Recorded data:
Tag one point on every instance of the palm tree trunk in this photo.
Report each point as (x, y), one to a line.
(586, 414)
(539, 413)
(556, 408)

▶ [GIVEN PROBLEM]: The entries above must be returned exactly.

▶ [WORKED ANSWER]:
Tag one point on every instance of the palm tree trunk in this photo.
Report each point as (x, y), one to a line.
(586, 414)
(539, 413)
(556, 408)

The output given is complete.